WRITTEN EXERCISE 1: In the passage on velocity and acceleration, write out the part that opens with "A free-falling object, under" and closes with "to accomplish that.)", substituting "track" for "ramp" throughout.

In classical mechanics, if an object begins at rest, its current velocity can be determined by integrating its acceleration over time. By storing the details of acceleration at every point along a trajectory, the current velocity can be calculated by integration: v(t) = ∫ a(t) dt. If we ride a bus with our eyes closed and our fingers in our ears, we can estimate our present speed if we remember everything about our past accelerations.

A free-falling object, under the constant acceleration of gravity, g, has velocity v(t) = g · t. But a block sliding down a ramp made up of various curved and angled sections, like a roller coaster, has an acceleration that changes with time. The acceleration at any moment is proportional to the sine of the slope of the ramp. Integrating, v(t) = g · ∫ sin(θ(t)) dt.

On a simple inclined plane, the angle is constant, so the acceleration is too. The velocity increases linearly: like free-fall, only slower. If the shape of the ramp is complicated, solving the integral of acceleration can be very difficult. (It might be beyond the capacity of the brain to calculate - but on a real roller coaster, we don't have to remember the past ten seconds to know how fast we are going now! We use other cues to accomplish that.)

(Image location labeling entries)

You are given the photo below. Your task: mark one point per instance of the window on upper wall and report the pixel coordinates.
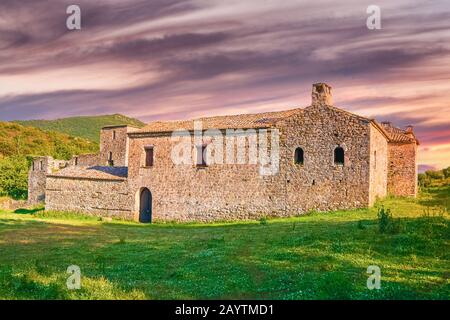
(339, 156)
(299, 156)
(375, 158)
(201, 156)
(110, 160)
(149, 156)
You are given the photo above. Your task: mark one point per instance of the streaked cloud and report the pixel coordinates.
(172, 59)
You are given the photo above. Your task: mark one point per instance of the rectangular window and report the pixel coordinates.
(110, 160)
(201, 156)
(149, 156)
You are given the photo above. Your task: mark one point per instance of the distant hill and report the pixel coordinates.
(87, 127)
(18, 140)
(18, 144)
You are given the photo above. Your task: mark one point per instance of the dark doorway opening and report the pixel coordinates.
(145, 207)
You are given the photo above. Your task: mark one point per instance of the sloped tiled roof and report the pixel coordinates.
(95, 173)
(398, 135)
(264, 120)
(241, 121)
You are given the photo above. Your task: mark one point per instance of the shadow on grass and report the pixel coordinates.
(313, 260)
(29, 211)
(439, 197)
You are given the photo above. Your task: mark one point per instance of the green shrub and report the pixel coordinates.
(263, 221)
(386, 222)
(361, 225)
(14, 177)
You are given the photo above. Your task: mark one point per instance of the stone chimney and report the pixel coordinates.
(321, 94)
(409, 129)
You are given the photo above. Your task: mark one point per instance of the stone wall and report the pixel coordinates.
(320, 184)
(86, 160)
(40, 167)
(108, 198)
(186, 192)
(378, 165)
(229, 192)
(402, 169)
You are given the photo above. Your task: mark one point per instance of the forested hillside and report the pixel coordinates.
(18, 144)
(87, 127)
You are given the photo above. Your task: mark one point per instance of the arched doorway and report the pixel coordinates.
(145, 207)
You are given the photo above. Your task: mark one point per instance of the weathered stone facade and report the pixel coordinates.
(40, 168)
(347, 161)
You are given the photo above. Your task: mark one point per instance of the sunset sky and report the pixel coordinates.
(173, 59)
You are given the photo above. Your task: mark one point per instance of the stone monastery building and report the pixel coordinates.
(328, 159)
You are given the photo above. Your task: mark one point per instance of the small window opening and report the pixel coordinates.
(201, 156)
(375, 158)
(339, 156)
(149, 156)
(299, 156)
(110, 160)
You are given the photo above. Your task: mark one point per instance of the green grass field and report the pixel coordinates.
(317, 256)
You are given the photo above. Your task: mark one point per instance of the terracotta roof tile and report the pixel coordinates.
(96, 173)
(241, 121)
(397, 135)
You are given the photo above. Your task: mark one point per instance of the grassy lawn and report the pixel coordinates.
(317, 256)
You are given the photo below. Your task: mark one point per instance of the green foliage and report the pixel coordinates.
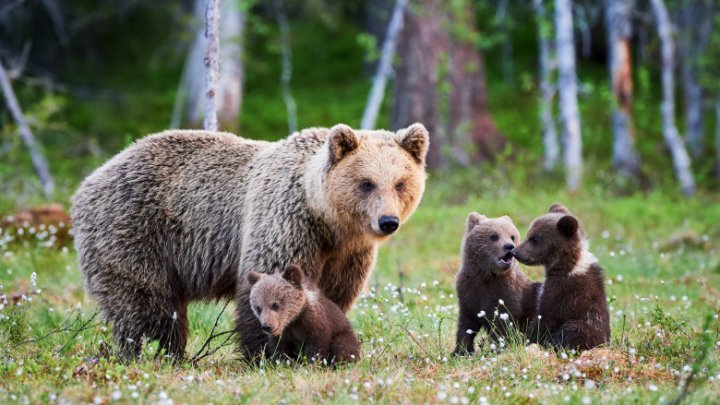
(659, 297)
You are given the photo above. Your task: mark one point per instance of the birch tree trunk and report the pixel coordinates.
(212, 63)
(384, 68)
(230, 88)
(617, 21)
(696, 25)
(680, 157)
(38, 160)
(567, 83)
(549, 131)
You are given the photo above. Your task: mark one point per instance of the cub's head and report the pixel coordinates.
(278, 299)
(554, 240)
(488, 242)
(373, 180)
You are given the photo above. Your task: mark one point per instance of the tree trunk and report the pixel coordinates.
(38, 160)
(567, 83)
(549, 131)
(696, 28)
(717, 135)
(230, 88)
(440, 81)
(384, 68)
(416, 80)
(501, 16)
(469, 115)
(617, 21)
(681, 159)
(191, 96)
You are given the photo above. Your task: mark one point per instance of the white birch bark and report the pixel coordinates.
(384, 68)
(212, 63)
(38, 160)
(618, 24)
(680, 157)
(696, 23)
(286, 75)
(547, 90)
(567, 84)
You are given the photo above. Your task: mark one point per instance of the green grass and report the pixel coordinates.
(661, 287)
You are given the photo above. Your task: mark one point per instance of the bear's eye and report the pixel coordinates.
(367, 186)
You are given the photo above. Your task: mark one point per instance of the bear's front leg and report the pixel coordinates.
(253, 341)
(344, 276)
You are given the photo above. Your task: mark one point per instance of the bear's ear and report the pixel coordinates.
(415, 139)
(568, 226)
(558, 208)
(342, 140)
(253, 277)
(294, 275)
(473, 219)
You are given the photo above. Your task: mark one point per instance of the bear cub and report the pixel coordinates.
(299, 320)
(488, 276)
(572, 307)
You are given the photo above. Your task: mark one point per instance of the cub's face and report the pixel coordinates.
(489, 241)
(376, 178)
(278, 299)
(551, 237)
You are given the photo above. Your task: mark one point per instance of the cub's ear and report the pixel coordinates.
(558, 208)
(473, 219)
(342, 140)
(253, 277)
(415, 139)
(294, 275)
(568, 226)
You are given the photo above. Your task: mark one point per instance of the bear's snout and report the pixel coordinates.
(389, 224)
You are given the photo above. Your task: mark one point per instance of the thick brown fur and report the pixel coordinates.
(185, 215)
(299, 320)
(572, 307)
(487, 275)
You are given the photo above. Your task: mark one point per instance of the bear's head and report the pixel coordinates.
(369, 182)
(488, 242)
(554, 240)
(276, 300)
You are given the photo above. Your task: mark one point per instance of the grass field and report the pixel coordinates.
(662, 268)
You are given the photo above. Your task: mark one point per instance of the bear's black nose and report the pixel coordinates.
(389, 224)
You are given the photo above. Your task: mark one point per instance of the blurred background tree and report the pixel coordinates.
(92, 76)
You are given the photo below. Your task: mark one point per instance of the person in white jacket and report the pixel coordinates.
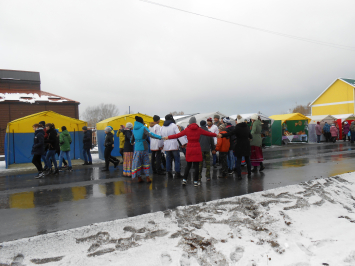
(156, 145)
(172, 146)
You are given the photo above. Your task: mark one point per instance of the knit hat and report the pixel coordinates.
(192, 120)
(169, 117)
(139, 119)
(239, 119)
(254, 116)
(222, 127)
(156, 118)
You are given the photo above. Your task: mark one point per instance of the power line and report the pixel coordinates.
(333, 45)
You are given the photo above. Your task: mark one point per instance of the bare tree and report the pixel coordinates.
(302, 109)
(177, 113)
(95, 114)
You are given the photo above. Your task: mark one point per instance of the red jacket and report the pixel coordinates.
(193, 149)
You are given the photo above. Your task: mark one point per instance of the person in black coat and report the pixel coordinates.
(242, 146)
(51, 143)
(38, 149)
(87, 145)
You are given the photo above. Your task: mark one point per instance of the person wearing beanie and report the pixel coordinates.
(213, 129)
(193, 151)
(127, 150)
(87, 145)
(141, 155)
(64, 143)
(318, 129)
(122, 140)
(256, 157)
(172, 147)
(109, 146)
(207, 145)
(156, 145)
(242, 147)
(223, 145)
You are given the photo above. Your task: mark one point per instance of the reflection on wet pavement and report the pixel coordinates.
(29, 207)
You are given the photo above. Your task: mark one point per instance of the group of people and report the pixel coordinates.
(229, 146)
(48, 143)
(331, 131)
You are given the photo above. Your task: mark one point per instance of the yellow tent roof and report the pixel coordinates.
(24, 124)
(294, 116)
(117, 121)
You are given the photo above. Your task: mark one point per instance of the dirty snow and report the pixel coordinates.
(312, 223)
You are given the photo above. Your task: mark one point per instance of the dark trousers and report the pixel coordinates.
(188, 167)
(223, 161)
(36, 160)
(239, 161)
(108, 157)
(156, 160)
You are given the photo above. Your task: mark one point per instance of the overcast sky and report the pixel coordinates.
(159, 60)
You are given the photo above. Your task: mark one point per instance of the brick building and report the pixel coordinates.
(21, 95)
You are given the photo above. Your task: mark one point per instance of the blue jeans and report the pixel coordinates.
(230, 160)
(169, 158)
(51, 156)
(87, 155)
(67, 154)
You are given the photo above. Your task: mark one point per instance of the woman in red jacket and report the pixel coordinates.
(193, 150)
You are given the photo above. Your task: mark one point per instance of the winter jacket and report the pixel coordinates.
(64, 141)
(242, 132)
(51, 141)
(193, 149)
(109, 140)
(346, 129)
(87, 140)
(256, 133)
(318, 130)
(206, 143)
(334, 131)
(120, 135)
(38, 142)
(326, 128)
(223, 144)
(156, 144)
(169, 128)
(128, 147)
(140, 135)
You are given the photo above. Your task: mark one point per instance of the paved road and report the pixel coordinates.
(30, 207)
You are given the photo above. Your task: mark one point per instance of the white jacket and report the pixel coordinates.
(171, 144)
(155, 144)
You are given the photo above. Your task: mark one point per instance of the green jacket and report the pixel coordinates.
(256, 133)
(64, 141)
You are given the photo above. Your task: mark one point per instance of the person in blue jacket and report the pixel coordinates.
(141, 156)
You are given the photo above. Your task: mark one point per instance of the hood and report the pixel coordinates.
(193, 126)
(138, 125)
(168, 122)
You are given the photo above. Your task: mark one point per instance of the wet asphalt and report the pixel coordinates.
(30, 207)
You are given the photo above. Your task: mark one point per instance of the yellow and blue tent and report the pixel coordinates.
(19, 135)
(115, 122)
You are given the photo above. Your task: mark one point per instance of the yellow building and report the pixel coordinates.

WRITTEN EXERCISE 2: Please list every row that contains the word "wall", treating case as significant.

COMPLETE ANSWER 1:
A free-falling object, under the constant acceleration of gravity, g, has velocity v(t) = g · t. But a block sliding down a track made up of various curved and angled sections, like a roller coaster, has an acceleration that changes with time. The acceleration at any moment is proportional to the sine of the slope of the track. Integrating, v(t) = g · ∫ sin(θ(t)) dt.

On a simple inclined plane, the angle is constant, so the acceleration is too. The velocity increases linearly: like free-fall, only slower. If the shape of the track is complicated, solving the integral of acceleration can be very difficult. (It might be beyond the capacity of the brain to calculate - but on a real roller coaster, we don't have to remember the past ten seconds to know how fast we are going now! We use other cues to accomplish that.)

COMPLETE ANSWER 2:
You are given the photo below. Your task: mark one point per instance of the window on upper wall and report the pixel coordinates.
You are given the photo above. Your task: mark one point per instance of the stone wall and report the pixel coordinates.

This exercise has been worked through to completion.